:: CHALLENGES ::
**1.** Please return the passage of the CRUSH straw message from "On Mon, Dec" up to and including "in the bucket.", copied word for word.
**2.** In the CRUSH straw message, which straw wins in the drawing-straws process?

— Begin TEXT TO READ —

Re: crush: straw is dead, long live straw2

Yehuda Sadeh <yehuda@xxxxxxxxxx> · Fri, 12 Dec 2014 09:27:16 -0800

On Mon, Dec 8, 2014 at 3:48 PM, Sage Weil <sweil@xxxxxxxxxx> wrote:
> Hey everyone,
>
> When I was writing the original CRUSH code ages ago, I made several
> different bucket types, each using a different 'choose' algorithm for
> pseudorandomly selecting an item.  Most of these were modeled after the
> original RUSH algorithms from RJ Honicky, but there was one new bucket
> type I called 'straw' with some new properties that I was rather proud of:
>
>  1- items could have any weight.
>  2- O(n) to choose an item.
>  3- if an item's weight was adjusted up or down, mappings would either
> move to or from the adjusted item, but never between other unmodified
> items in the bucket.
>
> The basic motivation for the process to look like drawing straws, where
> the longest straw would win, except that each item would have their random
> straw lengths scaled based on their weight.

— End TEXT TO READ —
— Begin DATA LINES —

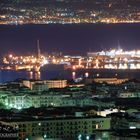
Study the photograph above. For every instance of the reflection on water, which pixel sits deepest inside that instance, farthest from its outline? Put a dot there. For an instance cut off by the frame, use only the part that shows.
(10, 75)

— End DATA LINES —

:: COMPLETE ANSWERS ::
**1.**
On Mon, Dec 8, 2014 at 3:48 PM, Sage Weil <sweil@xxxxxxxxxx> wrote:
> Hey everyone,
>
> When I was writing the original CRUSH code ages ago, I made several
> different bucket types, each using a different 'choose' algorithm for
> pseudorandomly selecting an item.  Most of these were modeled after the
> original RUSH algorithms from RJ Honicky, but there was one new bucket
> type I called 'straw' with some new properties that I was rather proud of:
>
>  1- items could have any weight.
>  2- O(n) to choose an item.
>  3- if an item's weight was adjusted up or down, mappings would either
> move to or from the adjusted item, but never between other unmodified
> items in the bucket.

**2.** The longest straw wins.